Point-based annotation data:
════
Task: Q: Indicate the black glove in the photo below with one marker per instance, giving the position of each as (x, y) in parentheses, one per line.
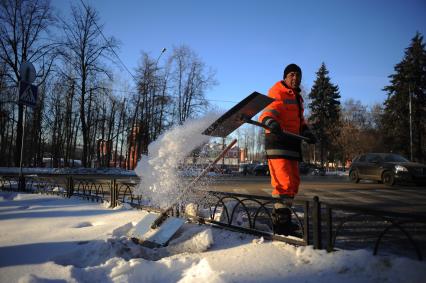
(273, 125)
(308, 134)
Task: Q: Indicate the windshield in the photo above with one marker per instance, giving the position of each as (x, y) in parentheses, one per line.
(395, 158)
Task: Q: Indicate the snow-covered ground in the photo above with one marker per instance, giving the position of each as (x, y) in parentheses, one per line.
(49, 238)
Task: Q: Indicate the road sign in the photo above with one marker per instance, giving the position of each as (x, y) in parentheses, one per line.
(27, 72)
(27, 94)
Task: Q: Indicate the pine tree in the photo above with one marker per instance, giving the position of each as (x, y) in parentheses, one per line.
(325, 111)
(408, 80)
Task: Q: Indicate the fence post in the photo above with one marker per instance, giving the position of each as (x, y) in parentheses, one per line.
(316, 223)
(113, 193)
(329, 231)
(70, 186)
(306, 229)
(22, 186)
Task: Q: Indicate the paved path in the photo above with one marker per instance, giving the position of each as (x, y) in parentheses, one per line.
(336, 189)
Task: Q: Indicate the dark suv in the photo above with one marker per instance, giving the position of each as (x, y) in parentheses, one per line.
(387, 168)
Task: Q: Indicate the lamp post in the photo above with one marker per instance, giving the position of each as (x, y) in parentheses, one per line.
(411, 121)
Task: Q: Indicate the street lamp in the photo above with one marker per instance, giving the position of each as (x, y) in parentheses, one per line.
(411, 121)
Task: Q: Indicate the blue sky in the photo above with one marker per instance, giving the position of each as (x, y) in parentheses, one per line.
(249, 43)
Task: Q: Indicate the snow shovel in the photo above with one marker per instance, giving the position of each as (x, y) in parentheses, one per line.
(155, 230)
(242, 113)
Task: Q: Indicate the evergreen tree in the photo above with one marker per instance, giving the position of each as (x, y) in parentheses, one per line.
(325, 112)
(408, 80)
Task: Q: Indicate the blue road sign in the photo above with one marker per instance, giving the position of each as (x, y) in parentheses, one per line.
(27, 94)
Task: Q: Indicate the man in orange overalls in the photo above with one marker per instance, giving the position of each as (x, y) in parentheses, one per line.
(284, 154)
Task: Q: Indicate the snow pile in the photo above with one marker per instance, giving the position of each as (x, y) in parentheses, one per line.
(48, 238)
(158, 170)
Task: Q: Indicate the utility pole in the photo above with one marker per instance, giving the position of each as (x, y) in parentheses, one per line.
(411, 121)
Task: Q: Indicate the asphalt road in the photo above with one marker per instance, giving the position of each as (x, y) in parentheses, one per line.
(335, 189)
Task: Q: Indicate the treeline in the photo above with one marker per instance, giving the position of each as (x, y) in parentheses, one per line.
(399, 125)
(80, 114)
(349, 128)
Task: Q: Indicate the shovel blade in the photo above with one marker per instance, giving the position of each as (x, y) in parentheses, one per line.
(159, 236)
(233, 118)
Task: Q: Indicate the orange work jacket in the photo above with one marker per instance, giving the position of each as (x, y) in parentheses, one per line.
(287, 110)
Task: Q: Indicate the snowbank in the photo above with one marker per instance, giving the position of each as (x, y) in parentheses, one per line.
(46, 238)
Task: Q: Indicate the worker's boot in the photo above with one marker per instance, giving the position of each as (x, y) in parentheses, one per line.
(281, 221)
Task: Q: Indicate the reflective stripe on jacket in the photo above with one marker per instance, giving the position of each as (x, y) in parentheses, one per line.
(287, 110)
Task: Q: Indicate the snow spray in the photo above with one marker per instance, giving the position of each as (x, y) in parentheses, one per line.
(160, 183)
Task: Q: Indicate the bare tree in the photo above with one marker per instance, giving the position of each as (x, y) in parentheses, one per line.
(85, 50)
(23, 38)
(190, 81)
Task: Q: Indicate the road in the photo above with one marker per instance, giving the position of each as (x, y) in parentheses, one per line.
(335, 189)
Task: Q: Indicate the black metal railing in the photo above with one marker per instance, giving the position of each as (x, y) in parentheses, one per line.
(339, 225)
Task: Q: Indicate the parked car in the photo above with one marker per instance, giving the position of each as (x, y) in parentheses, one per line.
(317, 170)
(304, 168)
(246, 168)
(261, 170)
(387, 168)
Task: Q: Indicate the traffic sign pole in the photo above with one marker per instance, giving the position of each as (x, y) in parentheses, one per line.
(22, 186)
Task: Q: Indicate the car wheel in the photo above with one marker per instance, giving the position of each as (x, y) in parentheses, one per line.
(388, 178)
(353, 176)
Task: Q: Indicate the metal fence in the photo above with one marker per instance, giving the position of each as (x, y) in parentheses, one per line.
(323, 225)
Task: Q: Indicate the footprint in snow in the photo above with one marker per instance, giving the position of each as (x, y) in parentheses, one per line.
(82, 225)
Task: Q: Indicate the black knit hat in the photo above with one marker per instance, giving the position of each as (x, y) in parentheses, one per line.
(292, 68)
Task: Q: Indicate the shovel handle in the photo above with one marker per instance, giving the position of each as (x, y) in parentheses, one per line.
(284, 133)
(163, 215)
════
**Request:** Express all the items above as a two-column CSV with the columns "text" and "answer", one row per item. Put each item's text and its answer in its own quoted field with line breaks turned into spaces, and leave the pictures out.

**Response:**
text,answer
"Task: Q: Indicate the black glove in the photo below with one marker per instance, giving the position of each as (x, y) in parentheses, one per line.","(273, 125) (308, 134)"
"Task: Q: Indicate the windshield in the photo above with one marker per instance, giving the position of each as (x, y) in parentheses, one per line.","(395, 158)"
"Task: Q: Indicate the snow-covered ground in the photo above with one marker per instance, giving the position of each as (x, y) in parentheses, one per line.","(49, 238)"
"Task: Q: Indicate the road sign in the photo above with one marker per instance, giving the position of each as (x, y) in parentheses, one per line.","(27, 72) (27, 94)"
"Task: Q: Indicate the pine tree in the photo above with one marker per instance, giving the position of each as (x, y) in parentheses, one per line.","(325, 111) (408, 80)"
"Task: Q: Indicate the fence post in the photo above with one marker per instance, giving the position of each as (x, y) in parentheses, one per line.","(316, 223) (113, 193) (329, 231) (70, 186) (306, 229) (22, 186)"
"Task: Q: Indicate the paved path in the photo above with one marker per instance, giving the position of each as (x, y) in parentheses, one per line.","(336, 189)"
"Task: Q: Indicate the dark suv in the photo above with one marker per instance, giving the position of each as (x, y) in parentheses, one per line.","(387, 168)"
"Task: Q: Indicate the lamp post in the photo above with one marker per instance, giving the position of each as (x, y) in parentheses, one per line.","(411, 121)"
"Task: Q: Indicate the street lamp in the photo above with one marker per instance, giving the position of each as (x, y) in parentheses, one per line.","(411, 121)"
"Task: Q: Indicate the blue sky in the photo above with one marker per instance, giving the position of each as (x, y) in parentheses, one per line.","(249, 43)"
"Task: Q: Indicate the snow shovel in the photo above with one marker per instance, giving the position of each as (x, y) in parentheses, one per line.","(155, 230) (242, 113)"
"Task: Q: Indicate the evergreen tree in the photo above with one marker per instance, giving the position of each as (x, y) in parentheses, one per line.","(325, 112) (408, 80)"
"Task: Q: Indicate the blue road sign in the photo above with one marker per instance, giving the position of each as (x, y) in parentheses, one per line.","(27, 94)"
"Task: Q: Indicate the man in orange overalls in the photo above with one marker per instance, giving the position of each as (x, y) in parentheses, one per line.","(284, 154)"
"Task: Q: Indicate the snow pile in the photo above with one marker per instance, giving the position of each as (x, y) in parentheses, one per line.","(48, 238) (158, 170)"
"Task: Q: Indicate the utility pole in the photo above with one marker per instance, giving the position of each as (x, y) in parentheses, one per line.","(411, 121)"
"Task: Q: Indicate the asphalt road in the photo above with one marker per instance, giving the position of each as (x, y) in parentheses, one per line.","(335, 189)"
"Task: Q: Indicate the treeline in the photo above with one marker per instance, giving the position of each as (x, y) in parentheses, one per line.","(399, 125) (80, 114) (349, 128)"
"Task: Q: Indicate the shovel blade in the photo above with one marker per instance, giving the position of each as (x, y) in parentheses, one per line.","(159, 236) (233, 118)"
"Task: Q: Indicate the orange work jacket in the photo above with one marker per instance, giving the position of each as (x, y) in parentheses, one per line.","(287, 110)"
"Task: Q: Indicate the snowbank in the photo above with one marker per instance, giving the position of each as (x, y) in parentheses, one per line.","(46, 238)"
"Task: Q: Indicate the worker's boot in the photo above with one marker per instance, giving the position of each as (x, y) in parentheses, one per line.","(281, 221)"
"Task: Q: Indicate the reflective stripe on jacket in the photo above with one marker per instance, giving the position of each as (x, y) in parentheses, one per line.","(287, 110)"
"Task: Q: Indicate the snow spray in the photo above with one marker per instance, giving the position of each as (x, y) in parentheses, one per line.","(160, 183)"
"Task: Q: Indicate the bare tree in the photo above with one marker per instance, giving the position of each as (x, y) in parentheses, one per line.","(85, 50) (23, 38) (190, 81)"
"Task: Q: Indicate the road in the photo above with one marker per instance, giving the position of each as (x, y) in parentheses, one per line.","(335, 189)"
"Task: Q: Indicate the black metal railing in the photo above with one marker per instance, giving the position of each as (x, y) in parentheses, one per line.","(339, 225)"
"Task: Q: Indicate the parked car in the photo above with one marker per instance, giving the position of each as (x, y) in parentheses, one per line.","(317, 170) (304, 168) (246, 168) (261, 170) (387, 168)"
"Task: Q: Indicate the traffic sign pole in the photo above with one marker per instance, giving the position of each as (x, y) in parentheses, one per line.","(22, 186)"
"Task: Q: Indicate the car wheel in the photo above with one marker per instance, giving the position of each as (x, y) in parentheses, one per line.","(388, 178) (353, 176)"
"Task: Q: Indicate the metal fence in the photo above with one marker per instance, giving the position of each as (x, y) in parentheses, one per line.","(323, 225)"
"Task: Q: Indicate the footprint in snow in the photo above with one marker per instance, giving the position of each as (x, y) in parentheses, one per line.","(82, 225)"
"Task: Q: Indicate the black knit hat in the photo above with one marker per instance, giving the position of each as (x, y) in parentheses, one per line.","(292, 68)"
"Task: Q: Indicate the shovel handle in the photo above with one marker per instance, giving the position of each as (x, y) in parentheses, one per line.","(284, 133) (163, 215)"